Stored data
···
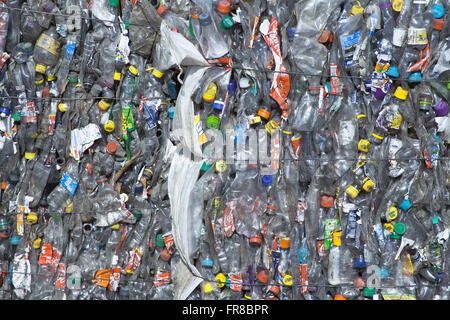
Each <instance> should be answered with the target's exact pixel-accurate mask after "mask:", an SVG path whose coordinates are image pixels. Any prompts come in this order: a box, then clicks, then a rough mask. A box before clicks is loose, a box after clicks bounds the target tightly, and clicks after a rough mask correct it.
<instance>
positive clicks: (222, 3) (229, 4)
mask: <svg viewBox="0 0 450 320" xmlns="http://www.w3.org/2000/svg"><path fill="white" fill-rule="evenodd" d="M230 10H231V4H230V2H228V1H227V0H222V1H219V4H218V5H217V11H219V12H220V13H223V14H228V12H230Z"/></svg>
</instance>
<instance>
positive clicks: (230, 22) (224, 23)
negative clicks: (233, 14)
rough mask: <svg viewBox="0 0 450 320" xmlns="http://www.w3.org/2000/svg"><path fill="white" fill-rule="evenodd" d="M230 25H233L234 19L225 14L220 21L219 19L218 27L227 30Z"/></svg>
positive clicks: (230, 25)
mask: <svg viewBox="0 0 450 320" xmlns="http://www.w3.org/2000/svg"><path fill="white" fill-rule="evenodd" d="M232 26H234V20H233V18H231V17H229V16H226V17H224V18H223V19H222V20H221V21H220V27H221V28H222V29H223V30H228V29H230V28H231V27H232Z"/></svg>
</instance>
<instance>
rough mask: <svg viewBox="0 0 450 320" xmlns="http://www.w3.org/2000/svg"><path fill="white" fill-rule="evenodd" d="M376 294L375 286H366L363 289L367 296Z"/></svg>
mask: <svg viewBox="0 0 450 320" xmlns="http://www.w3.org/2000/svg"><path fill="white" fill-rule="evenodd" d="M374 295H375V289H374V288H367V287H364V289H363V296H365V297H369V298H370V297H373V296H374Z"/></svg>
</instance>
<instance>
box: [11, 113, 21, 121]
mask: <svg viewBox="0 0 450 320" xmlns="http://www.w3.org/2000/svg"><path fill="white" fill-rule="evenodd" d="M12 117H13V120H14V121H15V122H20V113H13V114H12Z"/></svg>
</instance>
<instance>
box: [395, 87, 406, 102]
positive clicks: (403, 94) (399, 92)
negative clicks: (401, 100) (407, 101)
mask: <svg viewBox="0 0 450 320" xmlns="http://www.w3.org/2000/svg"><path fill="white" fill-rule="evenodd" d="M394 97H396V98H398V99H400V100H406V98H407V97H408V90H406V89H403V88H402V87H397V89H396V90H395V92H394Z"/></svg>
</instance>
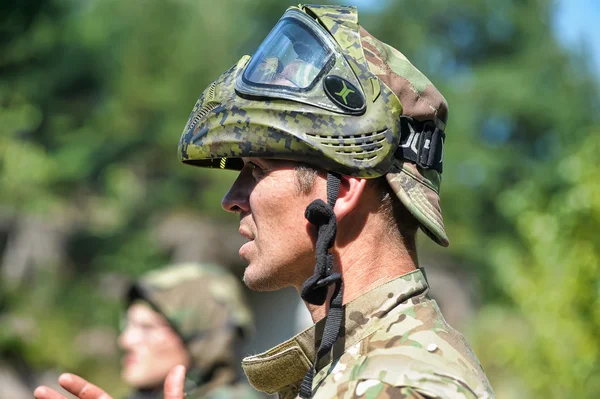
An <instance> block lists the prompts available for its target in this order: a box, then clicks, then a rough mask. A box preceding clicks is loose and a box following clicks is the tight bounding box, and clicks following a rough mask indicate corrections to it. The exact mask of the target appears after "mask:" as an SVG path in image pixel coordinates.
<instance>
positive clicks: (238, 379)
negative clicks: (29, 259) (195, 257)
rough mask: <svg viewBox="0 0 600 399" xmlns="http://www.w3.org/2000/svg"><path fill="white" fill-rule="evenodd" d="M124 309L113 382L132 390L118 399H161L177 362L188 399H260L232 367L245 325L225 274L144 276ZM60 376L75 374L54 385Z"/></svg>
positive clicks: (127, 295)
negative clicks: (181, 365) (184, 368)
mask: <svg viewBox="0 0 600 399" xmlns="http://www.w3.org/2000/svg"><path fill="white" fill-rule="evenodd" d="M126 307H127V311H126V315H125V317H124V319H123V325H122V332H121V334H120V336H119V346H120V347H121V349H122V350H123V352H124V354H123V359H122V371H121V377H122V379H123V381H125V383H126V384H127V385H128V386H130V387H131V388H132V389H133V391H132V393H131V394H130V395H129V396H128V397H127V398H125V399H163V398H164V397H165V396H164V395H163V384H164V382H165V379H166V377H167V374H168V373H169V371H170V370H171V369H172V368H174V367H175V366H177V365H183V366H185V367H186V369H187V372H186V373H185V380H184V389H185V392H186V393H187V395H188V396H187V397H188V398H259V397H260V394H258V393H257V392H256V391H254V390H253V389H252V388H251V387H250V386H248V385H247V384H246V383H245V382H242V380H243V378H240V375H239V372H238V367H237V364H236V363H237V361H238V357H237V349H239V346H240V344H241V343H242V341H243V340H244V338H247V337H248V335H249V334H251V333H252V329H253V325H252V324H253V323H252V316H251V313H250V310H249V309H248V307H247V306H246V303H245V299H244V297H243V293H242V288H241V286H240V284H239V282H238V281H237V279H236V278H235V277H234V276H232V275H231V274H230V273H229V272H227V271H226V270H224V269H223V268H221V267H218V266H215V265H207V264H198V263H187V264H179V265H173V266H168V267H165V268H163V269H160V270H154V271H151V272H149V273H147V274H145V275H144V276H142V277H141V278H140V279H138V280H136V281H135V282H133V283H132V284H131V285H130V287H129V289H128V291H127V296H126ZM64 378H73V379H77V378H78V377H77V376H74V375H69V377H65V376H61V378H60V379H59V381H61V380H63V379H64ZM45 391H46V394H47V395H53V396H43V395H42V396H39V397H52V398H54V397H56V398H62V397H63V396H62V395H60V394H58V393H56V392H51V391H50V389H48V388H46V389H45ZM36 392H37V393H39V392H38V391H36ZM37 393H36V397H38V396H37ZM92 393H93V392H92ZM80 394H81V395H82V396H81V397H90V396H83V395H84V393H83V392H82V393H80ZM57 395H59V396H57ZM87 395H90V390H89V389H87ZM91 398H93V396H91Z"/></svg>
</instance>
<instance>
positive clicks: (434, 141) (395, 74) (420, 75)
mask: <svg viewBox="0 0 600 399" xmlns="http://www.w3.org/2000/svg"><path fill="white" fill-rule="evenodd" d="M447 115H448V107H447V104H446V101H445V99H444V98H443V97H442V95H441V94H440V93H439V92H438V91H437V90H436V89H435V87H434V86H433V85H432V84H431V82H430V81H429V80H428V79H427V78H426V77H425V76H424V75H423V74H422V73H421V72H419V71H418V70H417V69H416V68H415V67H414V66H413V65H412V64H411V63H410V62H409V61H408V60H407V59H406V57H404V55H402V54H401V53H400V52H399V51H397V50H396V49H394V48H392V47H390V46H388V45H387V44H385V43H382V42H380V41H379V40H377V39H375V38H374V37H373V36H371V35H370V34H369V33H368V32H367V31H366V30H364V29H363V28H362V27H360V26H359V25H358V14H357V11H356V8H355V7H345V6H316V5H306V6H299V7H291V8H289V9H288V10H287V11H286V13H285V14H284V16H283V17H282V18H281V20H280V21H279V22H278V23H277V25H276V26H275V27H274V28H273V30H272V31H271V33H270V34H269V36H267V38H266V39H265V40H264V42H263V43H262V45H261V46H260V47H259V49H258V51H257V52H256V53H255V55H254V56H253V57H252V58H250V57H248V56H245V57H243V58H242V59H241V60H240V61H239V62H238V63H237V64H236V65H234V66H233V67H232V68H231V69H229V70H228V71H226V72H225V73H223V74H222V75H221V76H220V77H219V78H218V79H217V80H216V81H215V82H213V83H212V84H211V85H210V86H209V87H208V88H207V89H206V90H205V91H204V93H203V94H202V95H201V96H200V98H199V99H198V101H197V102H196V105H195V106H194V109H193V110H192V113H191V115H190V118H189V121H188V123H187V124H186V126H185V128H184V131H183V134H182V137H181V140H180V143H179V147H178V152H179V157H180V159H181V160H182V161H183V162H184V163H188V164H192V165H197V166H202V167H214V168H224V169H237V170H239V169H241V167H242V162H241V159H240V158H241V157H259V158H276V159H288V160H295V161H298V162H303V163H307V164H309V165H313V166H316V167H320V168H323V169H325V170H328V171H331V172H334V173H339V174H344V175H349V176H356V177H364V178H374V177H379V176H383V175H385V176H386V179H387V181H388V182H389V184H390V185H391V187H392V188H393V190H394V192H395V193H396V194H397V196H398V198H399V199H400V201H402V203H403V204H404V205H405V206H406V207H407V209H408V210H409V211H410V212H411V213H412V214H413V215H414V216H415V218H416V219H417V220H418V221H419V223H420V226H421V228H422V230H423V231H424V232H425V233H426V234H427V235H428V236H429V237H431V238H432V239H433V240H434V241H436V242H437V243H438V244H440V245H443V246H447V245H448V238H447V236H446V232H445V229H444V224H443V220H442V213H441V208H440V204H439V188H440V183H441V172H442V153H443V150H442V147H443V142H444V139H445V134H444V129H445V124H446V120H447Z"/></svg>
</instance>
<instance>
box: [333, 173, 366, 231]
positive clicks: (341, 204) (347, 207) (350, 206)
mask: <svg viewBox="0 0 600 399" xmlns="http://www.w3.org/2000/svg"><path fill="white" fill-rule="evenodd" d="M366 186H367V179H361V178H358V177H351V176H344V175H342V176H341V182H340V192H339V195H338V199H337V201H336V203H335V207H334V208H333V210H334V212H335V215H336V217H337V220H338V221H339V220H342V219H343V218H344V217H345V216H346V215H348V214H349V213H350V212H352V210H354V209H355V208H356V207H357V206H358V203H359V202H360V198H361V197H362V195H363V193H364V192H365V187H366Z"/></svg>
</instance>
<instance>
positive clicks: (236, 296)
mask: <svg viewBox="0 0 600 399" xmlns="http://www.w3.org/2000/svg"><path fill="white" fill-rule="evenodd" d="M126 300H127V305H128V306H129V305H130V304H132V303H133V302H134V301H136V300H143V301H145V302H147V303H149V304H150V305H151V306H152V307H153V308H154V309H155V310H156V311H158V312H159V313H161V314H162V315H163V316H164V317H165V318H166V319H167V321H168V322H169V324H170V325H171V327H173V329H174V330H175V331H176V332H177V333H178V334H179V336H180V337H181V338H182V340H183V342H184V344H185V346H186V348H187V350H188V353H189V354H190V357H191V359H192V367H191V368H190V372H191V374H194V373H196V374H198V376H197V377H198V378H199V379H201V378H202V377H203V375H204V374H206V373H209V372H210V371H211V369H212V368H213V367H215V366H218V367H222V366H223V365H229V366H231V367H232V368H233V367H235V366H236V364H235V362H236V361H237V359H236V357H235V356H236V353H235V350H234V349H235V346H236V344H239V342H240V341H241V339H242V338H243V337H246V336H248V335H250V334H251V333H252V331H253V328H254V327H253V322H252V313H251V312H250V310H249V308H248V307H247V306H246V301H245V300H244V296H243V291H242V287H241V284H240V283H239V281H238V279H237V278H236V277H235V276H233V275H232V274H231V273H230V272H228V271H227V270H225V269H223V268H222V267H220V266H216V265H212V264H199V263H184V264H178V265H172V266H167V267H164V268H161V269H157V270H154V271H151V272H149V273H147V274H145V275H144V276H143V277H142V278H140V279H139V280H137V281H135V282H133V283H132V284H131V286H130V287H129V290H128V292H127V298H126ZM188 376H190V373H188ZM192 377H194V376H193V375H192Z"/></svg>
···
▸ Work order
Would you please reproduce the entries above, starting at the line with "box: [395, 87, 406, 102]" and stopping after the line with "positive clicks: (127, 295)"? Omit any pictures.

▸ Task solution
box: [395, 87, 406, 102]
positive clicks: (403, 94) (399, 92)
negative clicks: (401, 100) (407, 101)
mask: <svg viewBox="0 0 450 320" xmlns="http://www.w3.org/2000/svg"><path fill="white" fill-rule="evenodd" d="M394 97H396V98H398V99H400V100H406V98H407V97H408V90H406V89H403V88H402V87H397V89H396V90H395V92H394Z"/></svg>
</instance>
An <instance> block lists the prompts available for its target in this order: a box, then clicks, then a rough mask. A box preceding clicks is loose and a box following clicks is the tight bounding box, and clicks following a rough mask indicate corrections to it. The exact mask of the target appears after "mask:" as an SVG path in image pixel coordinates.
<instance>
positive clicks: (238, 379)
negative clicks: (29, 259) (195, 257)
rough mask: <svg viewBox="0 0 600 399" xmlns="http://www.w3.org/2000/svg"><path fill="white" fill-rule="evenodd" d="M124 309L113 382L132 390L118 399H161L177 362L188 399H260L232 367L245 325L225 274L144 276ZM60 376L75 374L54 385Z"/></svg>
positive clicks: (127, 295)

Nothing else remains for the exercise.